╭─ Records to process

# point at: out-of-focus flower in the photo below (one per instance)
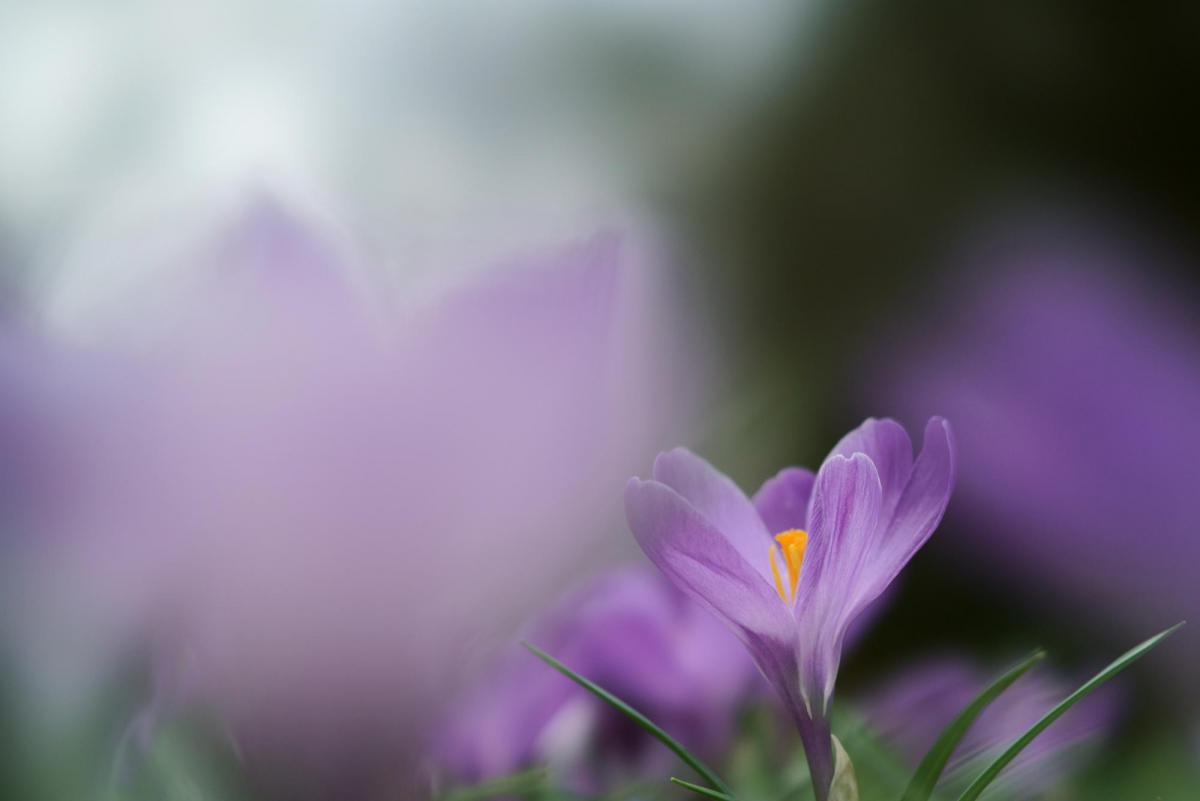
(1073, 380)
(636, 636)
(910, 711)
(869, 509)
(316, 503)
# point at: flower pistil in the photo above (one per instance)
(792, 544)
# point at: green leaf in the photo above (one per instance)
(701, 790)
(513, 784)
(1009, 754)
(923, 782)
(690, 759)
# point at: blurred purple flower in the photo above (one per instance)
(317, 503)
(869, 509)
(1074, 383)
(910, 711)
(635, 634)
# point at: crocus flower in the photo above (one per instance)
(791, 570)
(1073, 377)
(911, 709)
(635, 634)
(297, 494)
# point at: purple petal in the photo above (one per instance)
(721, 503)
(844, 523)
(923, 503)
(783, 501)
(701, 561)
(887, 444)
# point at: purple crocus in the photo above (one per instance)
(911, 709)
(1073, 375)
(637, 636)
(289, 482)
(791, 570)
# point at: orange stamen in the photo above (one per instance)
(792, 543)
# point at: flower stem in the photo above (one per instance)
(817, 742)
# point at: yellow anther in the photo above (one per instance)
(792, 543)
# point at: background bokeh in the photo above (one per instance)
(329, 332)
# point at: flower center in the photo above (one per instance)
(792, 544)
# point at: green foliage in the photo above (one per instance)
(653, 729)
(923, 782)
(1012, 752)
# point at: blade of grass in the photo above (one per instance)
(689, 759)
(1018, 746)
(701, 790)
(513, 784)
(923, 782)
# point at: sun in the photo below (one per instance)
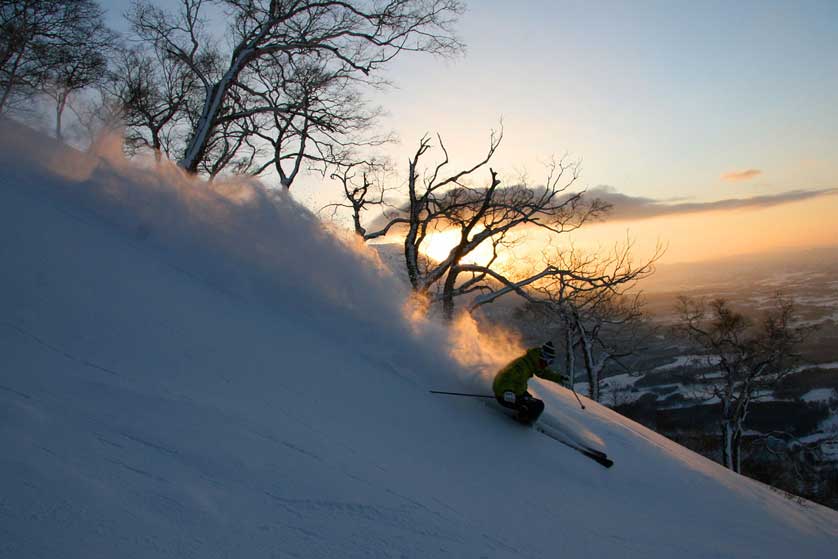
(438, 245)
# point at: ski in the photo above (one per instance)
(596, 455)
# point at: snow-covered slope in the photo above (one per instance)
(196, 371)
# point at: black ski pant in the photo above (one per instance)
(528, 408)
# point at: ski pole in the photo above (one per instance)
(578, 399)
(459, 394)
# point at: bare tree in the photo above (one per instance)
(337, 38)
(50, 45)
(589, 305)
(744, 359)
(484, 215)
(154, 92)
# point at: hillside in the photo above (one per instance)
(193, 370)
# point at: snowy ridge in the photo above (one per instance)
(177, 379)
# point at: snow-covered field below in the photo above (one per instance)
(193, 370)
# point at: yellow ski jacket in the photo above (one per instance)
(516, 374)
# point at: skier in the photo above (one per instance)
(510, 385)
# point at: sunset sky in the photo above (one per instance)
(728, 110)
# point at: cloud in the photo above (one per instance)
(625, 207)
(745, 175)
(633, 208)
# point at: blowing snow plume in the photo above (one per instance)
(253, 243)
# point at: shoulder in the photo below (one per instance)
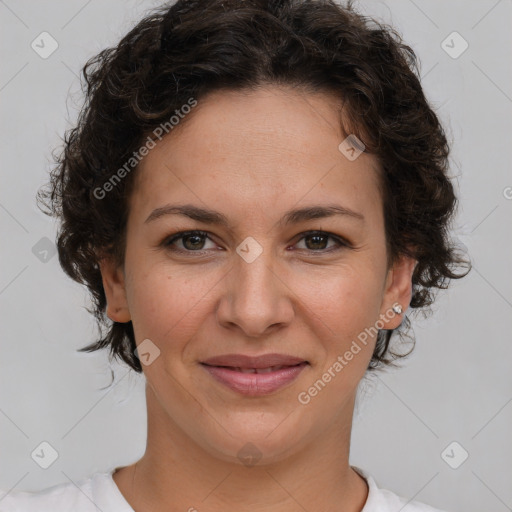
(383, 500)
(84, 496)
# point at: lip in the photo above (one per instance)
(227, 369)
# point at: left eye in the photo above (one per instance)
(193, 241)
(320, 239)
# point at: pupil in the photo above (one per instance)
(197, 237)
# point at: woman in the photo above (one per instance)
(254, 194)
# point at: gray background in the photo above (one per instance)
(455, 387)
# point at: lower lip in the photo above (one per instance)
(255, 384)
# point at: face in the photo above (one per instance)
(261, 282)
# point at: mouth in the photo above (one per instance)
(255, 376)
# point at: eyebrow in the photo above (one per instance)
(207, 216)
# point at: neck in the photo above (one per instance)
(176, 473)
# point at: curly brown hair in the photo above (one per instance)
(195, 47)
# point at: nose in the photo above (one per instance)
(256, 298)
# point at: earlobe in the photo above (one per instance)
(398, 292)
(115, 291)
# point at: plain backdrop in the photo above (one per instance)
(456, 387)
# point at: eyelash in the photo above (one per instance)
(342, 244)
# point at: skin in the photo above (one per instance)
(253, 156)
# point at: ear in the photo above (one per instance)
(114, 285)
(397, 290)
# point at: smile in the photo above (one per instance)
(255, 381)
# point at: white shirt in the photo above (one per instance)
(100, 492)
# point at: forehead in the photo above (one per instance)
(257, 150)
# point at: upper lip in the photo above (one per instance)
(244, 361)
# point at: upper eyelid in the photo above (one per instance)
(181, 234)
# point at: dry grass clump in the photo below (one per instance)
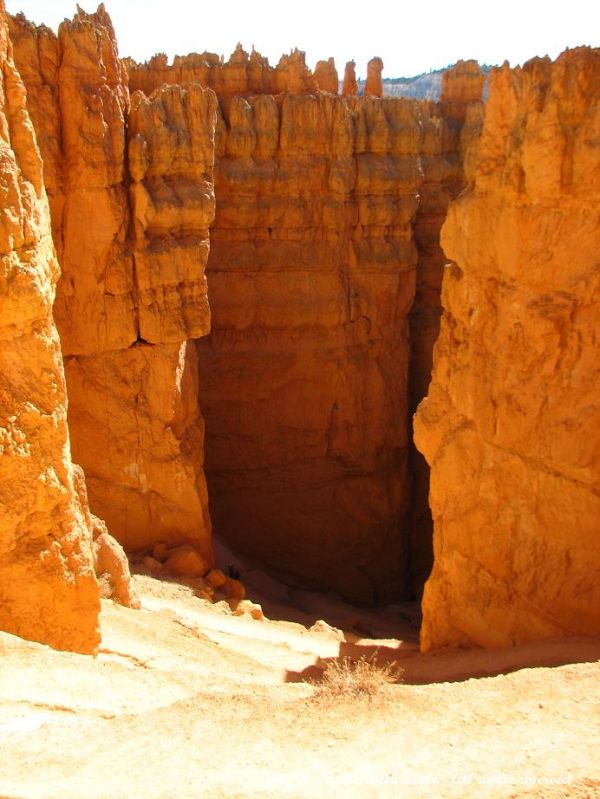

╰─

## What the exercise asks
Wherever a picture appears, omit it; copy the rest of the data exactly.

## Task answer
# point at: out-of-focus flower in the photo below (one per instance)
(1073, 380)
(636, 636)
(910, 711)
(869, 509)
(316, 503)
# point at: flower pistil in the photo above (one per instance)
(792, 544)
# point at: green leaf in the photo above (one per instance)
(701, 790)
(513, 784)
(1009, 754)
(923, 782)
(690, 759)
# point at: blurred purple flower in the photo above (one per instance)
(317, 503)
(869, 509)
(1074, 383)
(910, 711)
(635, 634)
# point at: crocus flower in the photo above (one per instance)
(791, 570)
(1073, 377)
(911, 709)
(635, 634)
(297, 494)
# point at: purple petal in the photo above (one per instance)
(721, 503)
(844, 523)
(923, 503)
(783, 501)
(701, 561)
(887, 444)
# point at: purple crocus in the photo above (one per instance)
(911, 709)
(1073, 375)
(637, 636)
(289, 482)
(791, 570)
# point at: orange stamen in the photo above (one per instance)
(792, 543)
# point at: flower stem in the photo above (one per instance)
(817, 742)
# point at: yellow anther in the photo above (one per instance)
(792, 543)
# point at: background bokeh in the photo above (one per instance)
(329, 332)
# point at: flower center in the photo above (one per instance)
(792, 544)
# point at: green foliage in the photo above (one per instance)
(653, 729)
(923, 782)
(1012, 752)
# point at: blade of grass in the photo above (one per instance)
(689, 759)
(1018, 746)
(701, 790)
(513, 784)
(923, 782)
# point at: sun in the photo below (one per instance)
(438, 245)
# point at: ski in the photo above (one per instance)
(596, 455)
# point at: snow-covered slope in the photo above (one per instance)
(196, 371)
# point at: black ski pant in the photo above (one per instance)
(528, 408)
# point at: ski pole in the photo above (one per instance)
(578, 399)
(459, 394)
# point at: bare tree in the photo above (one per instance)
(337, 38)
(50, 45)
(589, 305)
(744, 359)
(484, 215)
(154, 92)
# point at: hillside in the photo above (one per instance)
(193, 370)
# point at: snowy ridge in the photo above (one per instance)
(177, 379)
# point at: snow-covered field below in the photo above (one per instance)
(193, 370)
# point at: yellow ski jacket in the photo above (one per instance)
(516, 374)
# point at: skier in the photo above (one per instance)
(510, 385)
# point at: sunset sky in the photo above (one per instance)
(728, 110)
# point at: cloud in the photo above (one per instance)
(625, 207)
(745, 175)
(633, 208)
# point at: blowing snow plume in the photo above (one per instance)
(253, 243)
# point at: shoulder in the photo below (one per instance)
(383, 500)
(84, 496)
# point at: lip in the photo above (one per instance)
(227, 369)
# point at: left eye in the photo above (one per instance)
(193, 241)
(320, 239)
# point at: pupil in the photo above (one per instance)
(197, 237)
# point at: woman in the photo above (one per instance)
(254, 194)
# point at: gray background in the photo above (one per instance)
(455, 387)
# point at: lower lip in the photo above (one per instance)
(255, 384)
# point at: face in the photo above (one per instance)
(261, 282)
# point at: mouth in the photo above (one per instance)
(255, 376)
# point at: eyebrow in the photo above (one per instance)
(207, 216)
# point at: neck in the photo above (one per instance)
(176, 473)
# point at: curly brown hair in the photo above (one per instance)
(195, 47)
# point at: nose in the photo above (one per instance)
(256, 298)
# point at: earlobe in the photo above (one per instance)
(398, 292)
(115, 291)
# point at: plain backdrop in the photo above (one per instance)
(456, 387)
# point at: eyelash in the photo above (one per instance)
(342, 244)
# point at: skin in the photo above (one per instance)
(253, 156)
# point at: ear in the photo above (one per instance)
(114, 285)
(397, 290)
# point at: smile in the photo above (one per instance)
(255, 381)
# point at: white shirt in the photo above (one per instance)
(100, 492)
# point at: forehead in the photo above (one per instance)
(257, 150)
# point at: upper lip in the photo above (one per instance)
(244, 361)
# point at: upper eyelid in the photo above (one per instance)
(181, 234)
# point at: dry grass clump in the photo below (one per instance)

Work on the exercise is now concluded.